**Source passage**.
============

Results: The researchers test their system on four datasets, three recorded under controlled and uncontrolled lighting conditions, and the fourth involving infrared. Their approach outperforms other systems on a variety of evaluation criteria. Additionally, further tests showed that training the system on diverse data inputs can lead to better performance. “The performance improvements were especially good for the tasks with increasing range and angular velocities of head rotation,” they write. “We attribute this improvement to the end-to-end nature of the model which is able to learn an improved mapping between the video color and motion information”.
Why it matters: Systems like this bring us closer to a world where the majority of cameras around us are performing a multitude of different analysis tasks, including ones we may not suspect are possible, like predicting our heart rate from images taken from security camera feeds.
Read more: DeepPhys: Video-Based Physiological Measurement Using Convolutional Attention Networks (Arxiv).

Funny dogs no more! Google and Rutgers introduce ‘SAGAN’:
…Want to be a better artist? Look inside yourself…
One of the classic problems with GAN-generated images is the number of dog legs. What I mean by that is though these systems have become adept in recent years at generating synthetic imagery in a bunch of different domains, they’ve remained stubbornly bad at modeling aspects of images that require a holistic understanding of the whole – like getting the number of legs right on a dogs body, or figuring out the correct physical dimensions of a cat’s tail and paw relationship, and so on. “While the state-of-the-art ImageNet GAN model excels at synthesizing image classes with few structural constraints (e.g. ocean, sky and landscape classes, which are distinguished more by texture than by geometry), it fails to capture geometric or structural patterns that occur consistently in some classes (for example, dogs are often drawn with realistic fur texture but without clearly defined separate feet),” the researchers explain.
Attention to the rescue: The researchers, which include GAN-inventor Ian Goodfellow, get around this issue by implementing what they call a Self-Attention Generative Adversarial Network (SAGAN). A SAGAN works by pairing a self-attention mechanism with the traditional machinery of GAN. “The self-attention module is complementary to convolutions and helps with modeling long range, multi-level dependencies across image regions. Armed with self-attention, the generator can draw images in which fine details at every location are carefully coordinated with fine details in distant portions of the image,” they write.
Results: The resulting systems dramatically outperform other approaches when assessed by the Inception score (which measures the KL divergence between the conditional class distribution and the marginal class distribution, where a higher score indicates between quality), with SAGAN obtaining a score of 52.52 compared to 36.8 for the prior best published result. It attains similarly impressive scores when assessed via Frechet Inception Distance (FID).
Why it matters: Attention is a simple idea that has come to dominate a huge amount of AI research lately. SAGAN provides further evidence for the generality and applicability of the technique. The work also suggests that progress in automated image synthesis is going to continue, and I worry that society isn’t quite prepared for what having all these cheap, convincing digital fakes means.

============

**Stated task**. From the AI research passage, list the image classes that the state-of-the-art ImageNet GAN model is said to synthesize well. You won't need the data to complete the tasks.

**Part of a data file**.

============

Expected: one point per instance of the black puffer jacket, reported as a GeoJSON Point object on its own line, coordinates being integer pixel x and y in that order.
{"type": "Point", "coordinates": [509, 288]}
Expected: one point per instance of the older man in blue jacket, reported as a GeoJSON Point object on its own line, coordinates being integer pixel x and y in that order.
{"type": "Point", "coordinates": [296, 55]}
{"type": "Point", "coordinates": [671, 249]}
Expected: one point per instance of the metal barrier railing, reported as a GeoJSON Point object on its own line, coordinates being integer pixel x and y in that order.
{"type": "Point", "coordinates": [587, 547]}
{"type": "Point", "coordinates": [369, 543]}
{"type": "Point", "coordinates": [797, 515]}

============

**Answer to this task**.
- Ocean
- Sky
- Landscape